The most memorable speech or phrase I've heard about hope was in the second matrix movie, The Matrix Reloaded where the architect tells Neil about the duality of hope. That is a great source of strength but also a great source of weakness.
Hope, it is the quintessential human delusion, simultaneously the source of your greatest strength, and your greatest weakness.
This is quite accurate. The dual aspect of many qualities of consciousness are also true.
Hope is a good thing. You need to imagine a better future before it exists. For it to not remain imagination, unreal, you have to create it, manifest it into reality.
Hope is good to motivate you towards that goal. You hope it can be done. But you have to make it happen.
Hope alone isn't going to make it happen. That's where the weakness comes in. If you just hope for a better future, and that's it, will it really become real?
Not likely. If you put your faith in someone else to make your life better, you're living in a dream and living in dependence.
Alternatively, being hopeless isn't good at all. You don't even think it can change. You don't imagine and act upon a way to make it happen. That's worth that not having hope at all.
The situation we find ourselves is can look quite hopeless. It looks like we are done for. Here comes the authoritarian train to put us in shackles of various forms.
First it was preventing people from working because of some unscientific untested and false notion that is stops a virus.
Then it was firing people who didn't take a poorly tested unsafe experimental injection.
But it's not hopeless, since if it was all said and done with no escape, they wouldn't be working so hard to blind us and deceive us.

REQUIRED TASKS
1. List every sentence in the piece on hope that begins with the word "Hope".
2. Transcribe the portion of the piece on hope between "First it was" and "and deceive us.", inclusive.

DATA SECTION
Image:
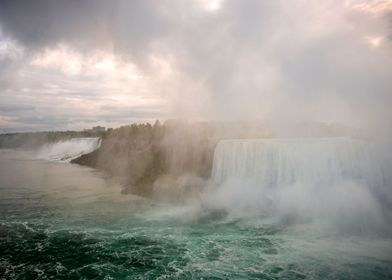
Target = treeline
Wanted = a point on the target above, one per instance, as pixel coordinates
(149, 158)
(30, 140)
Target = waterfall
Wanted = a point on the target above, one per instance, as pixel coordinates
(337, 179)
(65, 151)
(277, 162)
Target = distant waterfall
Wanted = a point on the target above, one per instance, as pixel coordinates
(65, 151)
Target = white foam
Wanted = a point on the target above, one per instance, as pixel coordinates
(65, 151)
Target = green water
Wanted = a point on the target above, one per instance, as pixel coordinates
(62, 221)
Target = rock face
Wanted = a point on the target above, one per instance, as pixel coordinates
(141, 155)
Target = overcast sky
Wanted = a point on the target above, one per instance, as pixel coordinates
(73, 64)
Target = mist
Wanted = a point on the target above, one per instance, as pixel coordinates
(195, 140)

---

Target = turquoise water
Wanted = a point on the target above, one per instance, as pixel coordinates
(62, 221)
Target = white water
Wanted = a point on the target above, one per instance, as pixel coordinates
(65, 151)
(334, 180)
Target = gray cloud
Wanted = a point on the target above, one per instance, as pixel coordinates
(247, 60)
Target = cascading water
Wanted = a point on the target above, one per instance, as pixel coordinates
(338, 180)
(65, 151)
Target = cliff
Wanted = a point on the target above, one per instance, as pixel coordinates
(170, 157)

REPLIES
1.
- Hope, it is the quintessential human delusion, simultaneously the source of your greatest strength, and your greatest weakness.
- Hope is a good thing.
- Hope is good to motivate you towards that goal.
- Hope alone isn't going to make it happen.

2.
First it was preventing people from working because of some unscientific untested and false notion that is stops a virus.
Then it was firing people who didn't take a poorly tested unsafe experimental injection.
But it's not hopeless, since if it was all said and done with no escape, they wouldn't be working so hard to blind us and deceive us.